*Record excerpts*:
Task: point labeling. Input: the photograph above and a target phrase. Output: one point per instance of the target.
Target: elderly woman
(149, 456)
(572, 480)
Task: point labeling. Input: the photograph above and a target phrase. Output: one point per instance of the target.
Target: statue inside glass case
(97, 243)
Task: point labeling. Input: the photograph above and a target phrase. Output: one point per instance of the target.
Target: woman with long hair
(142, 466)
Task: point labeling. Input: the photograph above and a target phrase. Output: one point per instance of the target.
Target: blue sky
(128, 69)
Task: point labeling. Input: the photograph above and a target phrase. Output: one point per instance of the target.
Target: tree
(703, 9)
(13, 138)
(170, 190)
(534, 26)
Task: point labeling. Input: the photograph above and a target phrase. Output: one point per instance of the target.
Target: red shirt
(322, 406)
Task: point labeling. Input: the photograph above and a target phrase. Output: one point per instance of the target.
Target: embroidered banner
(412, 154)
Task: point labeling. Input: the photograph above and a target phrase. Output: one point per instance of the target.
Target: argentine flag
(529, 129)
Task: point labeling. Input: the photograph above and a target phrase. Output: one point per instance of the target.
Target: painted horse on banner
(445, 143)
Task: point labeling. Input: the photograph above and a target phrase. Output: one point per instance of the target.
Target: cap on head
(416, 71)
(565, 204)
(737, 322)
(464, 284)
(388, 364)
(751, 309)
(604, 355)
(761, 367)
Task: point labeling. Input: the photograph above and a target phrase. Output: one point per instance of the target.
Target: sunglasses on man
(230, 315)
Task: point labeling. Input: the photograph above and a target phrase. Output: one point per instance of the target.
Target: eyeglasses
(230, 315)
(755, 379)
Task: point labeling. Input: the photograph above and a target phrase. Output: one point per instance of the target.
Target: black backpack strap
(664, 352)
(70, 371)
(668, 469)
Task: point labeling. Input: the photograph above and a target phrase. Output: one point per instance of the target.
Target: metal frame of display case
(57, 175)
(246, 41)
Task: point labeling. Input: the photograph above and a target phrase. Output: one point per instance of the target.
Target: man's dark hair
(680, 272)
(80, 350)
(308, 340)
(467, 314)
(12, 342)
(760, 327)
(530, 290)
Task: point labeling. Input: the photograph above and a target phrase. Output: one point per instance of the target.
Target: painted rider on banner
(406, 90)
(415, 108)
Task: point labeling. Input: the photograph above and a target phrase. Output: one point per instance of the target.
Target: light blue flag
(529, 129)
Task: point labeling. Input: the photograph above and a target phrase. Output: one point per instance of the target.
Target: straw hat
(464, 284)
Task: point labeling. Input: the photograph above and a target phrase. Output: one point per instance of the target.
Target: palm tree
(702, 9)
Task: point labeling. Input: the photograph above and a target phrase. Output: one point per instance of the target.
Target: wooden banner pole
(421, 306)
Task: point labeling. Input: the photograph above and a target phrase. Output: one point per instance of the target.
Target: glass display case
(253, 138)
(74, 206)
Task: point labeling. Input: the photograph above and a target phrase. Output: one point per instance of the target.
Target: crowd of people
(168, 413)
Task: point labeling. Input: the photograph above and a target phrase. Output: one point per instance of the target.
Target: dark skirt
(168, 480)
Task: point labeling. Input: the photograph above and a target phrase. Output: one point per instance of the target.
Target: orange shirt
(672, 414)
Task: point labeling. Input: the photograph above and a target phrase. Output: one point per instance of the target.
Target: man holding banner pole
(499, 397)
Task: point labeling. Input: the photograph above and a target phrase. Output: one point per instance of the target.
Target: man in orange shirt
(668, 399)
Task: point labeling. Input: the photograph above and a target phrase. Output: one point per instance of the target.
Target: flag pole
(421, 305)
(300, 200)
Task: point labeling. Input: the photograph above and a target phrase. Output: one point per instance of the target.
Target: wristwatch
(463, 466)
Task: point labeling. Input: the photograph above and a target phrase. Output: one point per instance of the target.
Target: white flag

*Aim of the exercise*:
Copy out the whole listing exactly; please set it all down.

*Answer to this exercise*:
Task: point labeling. Input: the photograph above and a target phrase. Output: one point per instance of the target.
Target: elderly woman
(149, 456)
(572, 480)
Task: point labeling. Input: the photograph above and a target phrase. Output: one point per instance of the target.
Target: statue inside glass case
(97, 243)
Task: point labeling. Input: the photograph above and a target phrase. Output: one point per instance of the target.
Target: woman with long hair
(142, 466)
Task: point labeling. Input: the photograph above and a target phrase. Output: one point per instance of the target.
Target: blue sky
(128, 69)
Task: point labeling. Input: the photograph above and a target phrase. Output: one point per instance of the target.
Target: tree
(703, 9)
(13, 138)
(170, 190)
(534, 26)
Task: point labeling. Input: the photograph above and a target phrase. Output: one point per instance of the target.
Target: red shirt
(322, 406)
Task: point labeling. Input: the photograph above and a target phrase. Output: one point per instance of the target.
Target: embroidered banner
(412, 154)
Task: point labeling. Input: the photograph above and a target phrase. Output: one point per instance of the target.
Target: argentine flag
(529, 129)
Task: point labeling. Input: the photograph above and a target phrase. Output: one point per instance of the target.
Target: painted horse on banner
(445, 143)
Task: point labeling. Input: the photograph above and a target phrase. Output: one point per instance of the target.
Target: cap on head
(416, 71)
(565, 204)
(737, 322)
(464, 284)
(388, 364)
(751, 309)
(604, 355)
(761, 367)
Task: point labeling. Input: the photograph above and a target phrase. Output: one point per instance of the target.
Target: sunglasses on man
(230, 315)
Task: point labeling. Input: the photograph above and a target phrase. Output: one point per instance of the target.
Target: eyeglasses
(230, 315)
(755, 379)
Task: point labeling. Input: the photograph above and a target phrase. Output: one point per instance of the target.
Target: black backpack strap
(664, 352)
(70, 371)
(668, 469)
Task: point labeling. Input: the photograph above and a target phrase. Output: one point per instance of the target.
Target: metal frame of display case
(57, 175)
(246, 41)
Task: point labeling. Input: the photograph above and a target phrase. Output: one point per instance of the target.
Target: man's dark hair
(680, 272)
(80, 350)
(308, 340)
(467, 314)
(12, 342)
(760, 327)
(530, 290)
Task: point labeling. Input: the photograph above and a target phrase. Output: one point per instance of the target.
Target: painted rider on banner
(406, 90)
(415, 108)
Task: point labeling. Input: the photograph above and a target phrase. Output: one point per instance of the target.
Target: light blue flag
(529, 129)
Task: point labeling. Input: the photograph above and a target phrase. Output: one point per instance of the target.
Target: straw hat
(464, 284)
Task: point labeling. Input: the photograph above and a target phrase. Output: one point per instance of the target.
Target: palm tree
(702, 9)
Task: point labeling. Input: the photograph above and a target phrase. Output: one point per instance of the target.
Target: wooden banner pole
(421, 306)
Task: point labeling. Input: the photograph above and a target phrase. Output: one point per instance of the target.
Target: glass display case
(253, 138)
(74, 206)
Task: point labeling. Input: the photograph above and a target phrase. Output: one point per instance of the target.
Target: crowd of people
(168, 413)
Task: point labeling. Input: the photograph above and a target phrase. Output: one point per instance of the target.
Target: dark skirt
(168, 480)
Task: point labeling. Input: the photograph above and a target phrase. Output: one point per instance of the target.
Target: orange shirt
(672, 414)
Task: point labeling. Input: the photograph above and a target phrase. Output: one point per instance of the target.
Target: man holding banner pole
(499, 397)
Task: point labeling. Input: the photograph above and a target phrase. Output: one point per instance of the target.
Target: man in orange shirt
(668, 399)
Task: point labeling. Input: the photograph above and a target phrase. Output: one point per instance of the target.
Target: flag pole
(421, 305)
(300, 200)
Task: point labeling. Input: the photograph above and a target phrase. Output: one point per instance of the target.
Target: wristwatch
(463, 466)
Task: point labeling. Input: the photograph above and a target phrase. Output: one point per instance of the target.
Target: white flag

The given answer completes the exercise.